Source records:
= = = = = = =

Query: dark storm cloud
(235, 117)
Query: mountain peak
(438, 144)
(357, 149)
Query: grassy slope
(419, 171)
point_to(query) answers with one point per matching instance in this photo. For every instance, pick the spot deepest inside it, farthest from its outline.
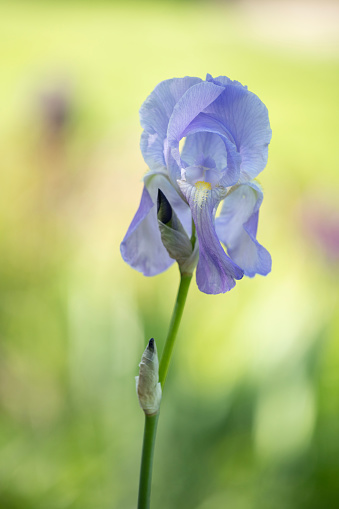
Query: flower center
(201, 193)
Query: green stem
(150, 430)
(174, 326)
(151, 422)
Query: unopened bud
(175, 238)
(148, 385)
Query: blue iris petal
(216, 272)
(246, 118)
(154, 117)
(237, 228)
(142, 247)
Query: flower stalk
(151, 421)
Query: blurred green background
(250, 417)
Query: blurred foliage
(250, 417)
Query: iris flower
(205, 142)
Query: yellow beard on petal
(201, 193)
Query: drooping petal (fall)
(142, 247)
(237, 226)
(216, 272)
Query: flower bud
(175, 238)
(147, 383)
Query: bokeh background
(250, 417)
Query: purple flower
(226, 134)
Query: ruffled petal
(246, 118)
(237, 227)
(216, 272)
(204, 125)
(154, 117)
(206, 143)
(193, 102)
(142, 247)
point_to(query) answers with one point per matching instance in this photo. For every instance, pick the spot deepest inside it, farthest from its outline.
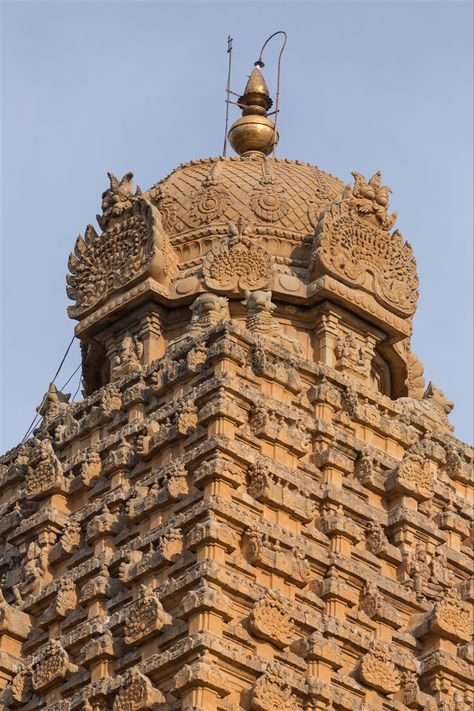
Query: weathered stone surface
(257, 504)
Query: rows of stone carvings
(367, 609)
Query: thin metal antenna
(229, 52)
(259, 63)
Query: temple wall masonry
(259, 504)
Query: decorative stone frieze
(137, 692)
(189, 533)
(450, 617)
(50, 666)
(378, 671)
(145, 617)
(204, 672)
(239, 263)
(271, 693)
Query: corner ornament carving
(270, 619)
(356, 247)
(134, 245)
(270, 693)
(137, 693)
(145, 617)
(238, 264)
(450, 617)
(52, 665)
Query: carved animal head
(436, 397)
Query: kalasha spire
(254, 131)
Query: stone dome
(278, 196)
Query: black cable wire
(30, 428)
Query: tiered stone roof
(257, 505)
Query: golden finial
(253, 131)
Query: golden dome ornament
(254, 131)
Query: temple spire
(254, 131)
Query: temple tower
(258, 505)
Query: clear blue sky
(94, 86)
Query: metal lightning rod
(229, 52)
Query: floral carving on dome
(211, 200)
(378, 671)
(324, 193)
(352, 249)
(208, 204)
(145, 617)
(271, 693)
(268, 204)
(270, 619)
(240, 263)
(166, 206)
(450, 617)
(137, 693)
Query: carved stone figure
(378, 671)
(240, 263)
(350, 356)
(370, 200)
(270, 619)
(52, 664)
(450, 617)
(428, 574)
(260, 322)
(136, 693)
(145, 617)
(128, 359)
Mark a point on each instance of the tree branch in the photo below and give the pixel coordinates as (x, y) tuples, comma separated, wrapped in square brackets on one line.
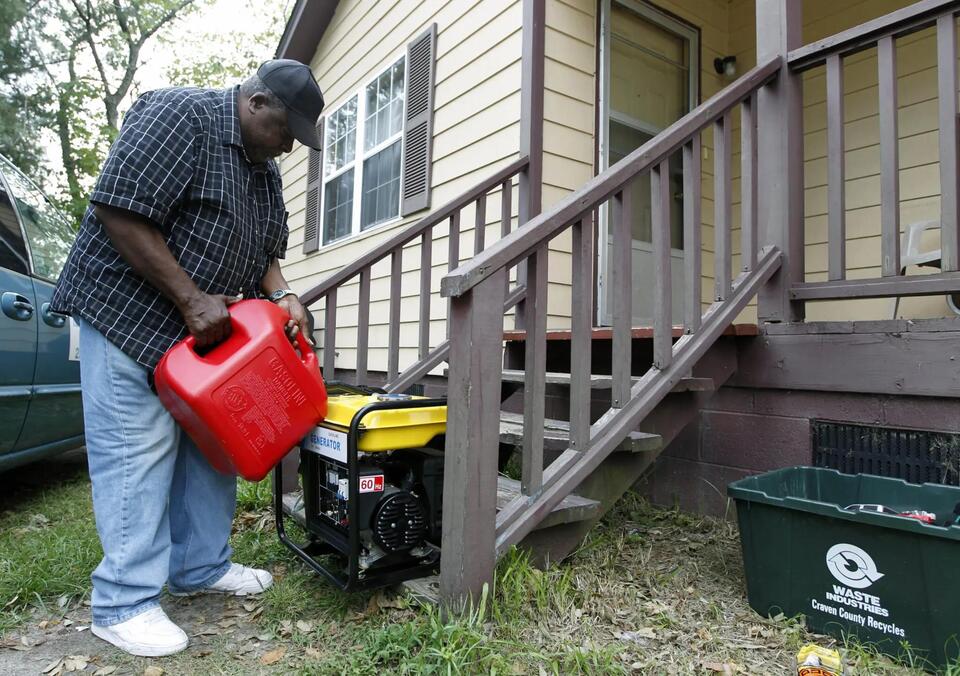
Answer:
[(166, 18), (89, 35), (122, 21)]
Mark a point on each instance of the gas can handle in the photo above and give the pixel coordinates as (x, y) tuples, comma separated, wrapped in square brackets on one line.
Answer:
[(307, 355)]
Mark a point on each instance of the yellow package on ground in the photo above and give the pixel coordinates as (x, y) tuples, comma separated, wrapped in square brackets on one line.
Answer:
[(812, 660)]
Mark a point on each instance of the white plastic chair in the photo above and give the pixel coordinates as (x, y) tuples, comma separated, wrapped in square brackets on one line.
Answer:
[(910, 254)]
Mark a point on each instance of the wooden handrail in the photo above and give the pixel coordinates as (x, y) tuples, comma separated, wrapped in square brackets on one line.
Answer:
[(521, 243), (410, 233), (910, 19)]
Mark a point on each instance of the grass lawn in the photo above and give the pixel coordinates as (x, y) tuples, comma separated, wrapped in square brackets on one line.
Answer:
[(651, 591)]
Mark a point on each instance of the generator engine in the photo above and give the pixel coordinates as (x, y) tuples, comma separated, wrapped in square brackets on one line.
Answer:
[(372, 477)]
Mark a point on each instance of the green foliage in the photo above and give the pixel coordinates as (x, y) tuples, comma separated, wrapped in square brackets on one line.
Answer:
[(234, 56), (69, 69)]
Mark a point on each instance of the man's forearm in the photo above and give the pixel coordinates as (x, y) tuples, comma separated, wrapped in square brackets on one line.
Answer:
[(142, 246)]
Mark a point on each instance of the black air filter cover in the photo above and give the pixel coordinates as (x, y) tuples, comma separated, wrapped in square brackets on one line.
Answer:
[(399, 522)]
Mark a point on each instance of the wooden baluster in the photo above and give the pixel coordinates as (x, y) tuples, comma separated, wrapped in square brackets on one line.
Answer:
[(480, 227), (426, 269), (621, 288), (472, 441), (581, 340), (947, 82), (506, 207), (453, 255), (889, 158), (662, 300), (721, 206), (393, 354), (330, 335), (836, 206), (535, 367), (363, 326), (748, 184), (692, 233), (780, 164)]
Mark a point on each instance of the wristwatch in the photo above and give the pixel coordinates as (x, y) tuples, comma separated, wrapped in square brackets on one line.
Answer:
[(280, 293)]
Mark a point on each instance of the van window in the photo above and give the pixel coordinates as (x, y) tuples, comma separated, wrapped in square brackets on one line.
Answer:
[(49, 235)]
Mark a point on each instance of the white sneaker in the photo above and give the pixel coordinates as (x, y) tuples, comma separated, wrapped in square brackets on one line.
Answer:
[(238, 581), (149, 634)]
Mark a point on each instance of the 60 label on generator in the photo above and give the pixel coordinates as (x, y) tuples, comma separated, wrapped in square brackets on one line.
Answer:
[(372, 479)]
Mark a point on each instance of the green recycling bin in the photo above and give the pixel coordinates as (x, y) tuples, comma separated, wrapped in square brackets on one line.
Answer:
[(889, 580)]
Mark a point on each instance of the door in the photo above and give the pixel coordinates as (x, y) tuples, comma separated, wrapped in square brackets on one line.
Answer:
[(650, 80), (18, 325), (55, 414)]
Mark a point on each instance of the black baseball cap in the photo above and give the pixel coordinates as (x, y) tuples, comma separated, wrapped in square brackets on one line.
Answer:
[(293, 83)]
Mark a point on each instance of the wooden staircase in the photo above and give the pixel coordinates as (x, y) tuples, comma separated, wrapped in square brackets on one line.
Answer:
[(620, 416)]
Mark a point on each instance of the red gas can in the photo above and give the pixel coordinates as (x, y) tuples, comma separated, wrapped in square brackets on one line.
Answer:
[(250, 399)]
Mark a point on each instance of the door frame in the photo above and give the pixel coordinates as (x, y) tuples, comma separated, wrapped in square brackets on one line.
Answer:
[(669, 22)]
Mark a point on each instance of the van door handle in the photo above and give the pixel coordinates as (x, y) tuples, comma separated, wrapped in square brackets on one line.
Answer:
[(16, 306), (54, 319)]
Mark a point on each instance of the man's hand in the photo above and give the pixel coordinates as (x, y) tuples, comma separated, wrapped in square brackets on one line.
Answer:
[(298, 317), (207, 318)]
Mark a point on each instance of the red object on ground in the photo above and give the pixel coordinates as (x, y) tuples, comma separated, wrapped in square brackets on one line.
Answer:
[(248, 400)]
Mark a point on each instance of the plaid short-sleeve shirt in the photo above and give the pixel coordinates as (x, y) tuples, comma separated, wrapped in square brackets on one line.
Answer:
[(178, 161)]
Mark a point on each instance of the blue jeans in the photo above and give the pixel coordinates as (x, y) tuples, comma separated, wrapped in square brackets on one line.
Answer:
[(163, 513)]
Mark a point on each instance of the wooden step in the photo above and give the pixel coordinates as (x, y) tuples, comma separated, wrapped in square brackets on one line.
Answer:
[(573, 508), (556, 435), (605, 382), (636, 333)]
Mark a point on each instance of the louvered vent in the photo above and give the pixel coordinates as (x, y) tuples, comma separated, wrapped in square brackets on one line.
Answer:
[(311, 225), (912, 455)]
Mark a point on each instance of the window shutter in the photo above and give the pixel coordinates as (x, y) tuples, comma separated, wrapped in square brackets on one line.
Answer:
[(311, 226), (418, 122)]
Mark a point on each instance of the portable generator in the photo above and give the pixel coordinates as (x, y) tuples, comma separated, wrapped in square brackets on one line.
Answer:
[(372, 479)]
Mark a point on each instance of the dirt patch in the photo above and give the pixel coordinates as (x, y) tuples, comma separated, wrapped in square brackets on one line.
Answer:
[(218, 626)]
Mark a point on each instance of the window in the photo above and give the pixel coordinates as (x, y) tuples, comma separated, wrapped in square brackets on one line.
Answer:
[(13, 253), (354, 203), (48, 233), (382, 130), (375, 162)]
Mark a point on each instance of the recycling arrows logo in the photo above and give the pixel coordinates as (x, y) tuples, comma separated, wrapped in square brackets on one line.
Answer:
[(852, 566)]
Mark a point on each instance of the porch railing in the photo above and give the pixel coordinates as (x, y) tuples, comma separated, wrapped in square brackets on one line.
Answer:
[(473, 533), (394, 249), (882, 34)]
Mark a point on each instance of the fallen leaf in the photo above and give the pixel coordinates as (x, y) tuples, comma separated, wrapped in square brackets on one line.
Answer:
[(75, 663), (206, 631), (273, 656), (50, 668), (638, 635)]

= = = = = = =

WORK REQUIRED >>
Please find each line in the records above that holds the word "recycling", and copy it.

THE COMPLETED TASK >>
Mark a point on each instance of the green recycling bin in the photo above and give the pixel coordinates as (x, y) tuples, comma separated, wrapped in square brackets on one line.
Mark a point on each instance of the recycling arrows logo in the photo above and give the pixel coordinates as (x, y) tuples, comma separated, wrapped in square brackets on one line.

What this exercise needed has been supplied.